→ **Selected text**
--- Begin ---

Ch 4: Engineering for Equity

Bias Is the Default
- All engineers carry unconscious bias; even the most talented staff will inadvertently fail users when they don’t consider diverse groups
- Google Photos (2015) classified Black users as “gorillas” — root causes: incomplete training data, lack of Black representation in the engineering org, insufficient testing across demographics
- Technology is not to blame by default, but designs that lack resilience against bias actively cause harm
Understanding the Need for Diversity
- A CS degree + work experience is necessary but not sufficient — it does not teach you how to build for users unlike yourself
- Engineering teams must be representative of their user populations; in the absence of that, individual engineers must learn to build for all users
Building Multicultural Capacity
- Engineers wield outsized power — tools built by a few can shape society for billions
- AI/facial recognition trained on biased datasets produces biased results; the responsibility to slow down and fix the data is on the engineers
- Multicultural, gender, and race studies education is not just personal responsibility — it’s the employer’s responsibility too
Making Diversity Actionable
- Don’t defer to historical systemic discrimination as an excuse for inaction; move to quantifiable, actionable steps
- Hiring managers are accountable: balanced candidate slates, equitable growth opportunities
- Fixing the hiring pipeline alone is not sufficient — retention and progression inequities must be addressed simultaneously
Reject Singular Approaches
- “Fix hiring” is necessary but not the only lever; attrition of underrepresented groups undermines pipeline gains
- “Build for the majority first, edge cases later” is a flawed methodology — it gives already-advantaged users a head start
- Designing for the user least like you is a best practice, not a constraint
- Inclusive design from the start raises the floor for everyone
Values Versus Outcomes
- The failure point is not in stated values or investments, but in the implementation — good intentions don’t produce equitable outcomes automatically
- Practical checklist:
  - Take a hard look in the mirror
  - Don’t build for everyone — build with everyone
  - Design for the user who will have the most difficulty using your product
  - Don’t assume equity; measure it throughout your systems
  - Change is possible
TL;DRs
- Bias is the default
- Diversity is necessary to design for a comprehensive user base
- Don’t trade velocity for equity — slowing down to prevent harm is the right call

Ch 5: How to Lead a Team

Roles
- Manager: leads people; responsible for performance, productivity, and happiness of everyone on the team
- Tech Lead (TL): leads technology — architecture, priorities, velocity, project management; usually still an individual contributor
- Tech Lead Manager (TLM): small/nascent teams where one person does both; hard to sustain without burning out
- Google prefers separating TL and EM on larger teams — two specialists beats one person doing both poorly
- See engineering management
Moving into Leadership
- Scaling yourself is the main reason to lead: one great engineer can write limited code; a team of great engineers can write much more
- Google avoids the Peter Principle (“in a hierarchy every employee rises to their level of incompetence”) by requiring engineers to already perform at the level above before being promoted to it
- Servant leadership: the leader’s job is to serve the team — remove obstacles, build consensus, fill cracks — not to “manage” in the traditional sense
- Best advice from a Google engineering director: Above all, resist the urge to manage
Traditional managers worry about how to get things done, whereas great managers worry about what things get done (and trust their team to figure out how to do it).

--- End ---

[Dataset rows]

--- Begin ---

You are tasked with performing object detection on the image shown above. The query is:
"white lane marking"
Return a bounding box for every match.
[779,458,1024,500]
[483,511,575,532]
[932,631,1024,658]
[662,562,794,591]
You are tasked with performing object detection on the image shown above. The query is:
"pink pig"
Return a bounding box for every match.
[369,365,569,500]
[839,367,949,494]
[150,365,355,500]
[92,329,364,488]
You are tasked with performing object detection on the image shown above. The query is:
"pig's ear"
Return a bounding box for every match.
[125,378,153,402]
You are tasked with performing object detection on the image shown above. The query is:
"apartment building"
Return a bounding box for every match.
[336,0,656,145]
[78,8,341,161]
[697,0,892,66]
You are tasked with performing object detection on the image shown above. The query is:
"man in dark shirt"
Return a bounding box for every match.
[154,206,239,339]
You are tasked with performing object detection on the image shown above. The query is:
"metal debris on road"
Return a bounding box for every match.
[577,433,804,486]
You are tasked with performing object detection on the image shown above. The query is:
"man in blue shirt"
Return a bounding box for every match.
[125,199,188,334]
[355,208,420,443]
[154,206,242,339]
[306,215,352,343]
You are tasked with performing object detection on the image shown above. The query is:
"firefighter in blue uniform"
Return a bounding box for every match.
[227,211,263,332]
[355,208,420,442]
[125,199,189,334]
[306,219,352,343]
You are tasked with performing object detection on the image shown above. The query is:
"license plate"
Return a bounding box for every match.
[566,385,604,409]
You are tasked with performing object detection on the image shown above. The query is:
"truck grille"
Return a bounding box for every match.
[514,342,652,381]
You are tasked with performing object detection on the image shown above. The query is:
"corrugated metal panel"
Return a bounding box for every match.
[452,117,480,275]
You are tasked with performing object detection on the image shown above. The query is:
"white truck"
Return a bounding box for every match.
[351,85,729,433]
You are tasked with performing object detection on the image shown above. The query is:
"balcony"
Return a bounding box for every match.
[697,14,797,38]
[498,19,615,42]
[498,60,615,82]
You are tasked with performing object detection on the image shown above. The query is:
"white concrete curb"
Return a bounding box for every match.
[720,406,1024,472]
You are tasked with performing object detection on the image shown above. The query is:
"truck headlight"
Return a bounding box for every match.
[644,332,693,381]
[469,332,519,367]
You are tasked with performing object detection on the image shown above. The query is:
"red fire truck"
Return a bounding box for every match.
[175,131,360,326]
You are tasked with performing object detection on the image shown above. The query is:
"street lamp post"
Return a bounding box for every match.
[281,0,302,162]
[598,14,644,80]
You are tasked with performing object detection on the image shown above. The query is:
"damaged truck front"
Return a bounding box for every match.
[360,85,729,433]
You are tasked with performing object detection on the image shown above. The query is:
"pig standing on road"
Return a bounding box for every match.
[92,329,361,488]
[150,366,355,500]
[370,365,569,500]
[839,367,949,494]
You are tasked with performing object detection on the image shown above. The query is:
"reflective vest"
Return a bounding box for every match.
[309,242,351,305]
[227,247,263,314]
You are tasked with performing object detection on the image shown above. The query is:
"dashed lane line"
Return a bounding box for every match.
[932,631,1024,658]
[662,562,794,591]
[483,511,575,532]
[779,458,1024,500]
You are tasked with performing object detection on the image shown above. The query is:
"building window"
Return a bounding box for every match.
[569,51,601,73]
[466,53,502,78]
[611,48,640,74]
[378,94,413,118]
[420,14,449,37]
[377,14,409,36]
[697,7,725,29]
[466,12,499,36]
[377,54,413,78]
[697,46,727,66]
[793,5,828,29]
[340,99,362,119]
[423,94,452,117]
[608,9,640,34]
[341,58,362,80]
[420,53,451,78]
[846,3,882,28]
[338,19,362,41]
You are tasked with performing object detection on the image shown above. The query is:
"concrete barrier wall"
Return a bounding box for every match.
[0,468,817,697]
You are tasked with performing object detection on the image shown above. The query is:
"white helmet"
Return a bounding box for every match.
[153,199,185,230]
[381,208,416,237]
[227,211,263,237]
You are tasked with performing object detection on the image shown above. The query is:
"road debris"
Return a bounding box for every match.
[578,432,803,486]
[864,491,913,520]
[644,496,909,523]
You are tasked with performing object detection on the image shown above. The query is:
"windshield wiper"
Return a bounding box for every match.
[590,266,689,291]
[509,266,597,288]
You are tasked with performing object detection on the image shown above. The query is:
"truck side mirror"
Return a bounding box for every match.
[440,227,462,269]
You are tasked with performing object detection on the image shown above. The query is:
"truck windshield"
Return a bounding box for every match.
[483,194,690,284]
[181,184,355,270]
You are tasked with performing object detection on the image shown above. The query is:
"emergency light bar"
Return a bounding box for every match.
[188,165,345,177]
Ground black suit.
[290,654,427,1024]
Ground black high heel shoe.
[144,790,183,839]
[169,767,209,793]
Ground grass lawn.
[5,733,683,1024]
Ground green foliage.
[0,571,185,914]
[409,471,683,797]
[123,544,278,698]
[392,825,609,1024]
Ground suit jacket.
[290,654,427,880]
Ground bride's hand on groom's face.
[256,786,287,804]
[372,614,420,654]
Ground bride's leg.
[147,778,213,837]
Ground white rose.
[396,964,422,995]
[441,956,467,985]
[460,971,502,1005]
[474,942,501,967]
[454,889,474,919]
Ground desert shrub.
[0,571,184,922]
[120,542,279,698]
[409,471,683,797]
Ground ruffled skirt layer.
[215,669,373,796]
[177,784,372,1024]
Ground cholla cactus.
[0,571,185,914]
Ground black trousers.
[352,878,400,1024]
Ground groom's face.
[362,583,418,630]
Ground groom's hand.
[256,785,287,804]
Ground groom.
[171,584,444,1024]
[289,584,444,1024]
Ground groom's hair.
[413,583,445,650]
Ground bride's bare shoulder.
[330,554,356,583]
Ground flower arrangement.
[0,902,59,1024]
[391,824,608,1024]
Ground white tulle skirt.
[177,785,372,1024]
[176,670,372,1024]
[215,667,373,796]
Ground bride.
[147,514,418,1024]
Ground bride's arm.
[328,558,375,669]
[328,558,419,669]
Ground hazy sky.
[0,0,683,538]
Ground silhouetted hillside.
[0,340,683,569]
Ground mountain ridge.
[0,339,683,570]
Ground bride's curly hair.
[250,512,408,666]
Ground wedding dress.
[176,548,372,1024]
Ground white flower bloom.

--- End ---

→ **Requirements**
a) In the notes, condense the section headed "Reject Singular Approaches" into two sentences that keep its main points.
b) According to the notes, how does Google avoid the Peter Principle?

→ **Task results**
a) Fixing hiring is necessary but is not the only lever, since attrition of underrepresented groups undermines pipeline gains. Building for the majority first and handling edge cases later gives already-advantaged users a head start, while designing from the start for the user least like you is a best practice that raises the floor for everyone.

b) Google requires engineers to already perform at the level above before they are promoted to it.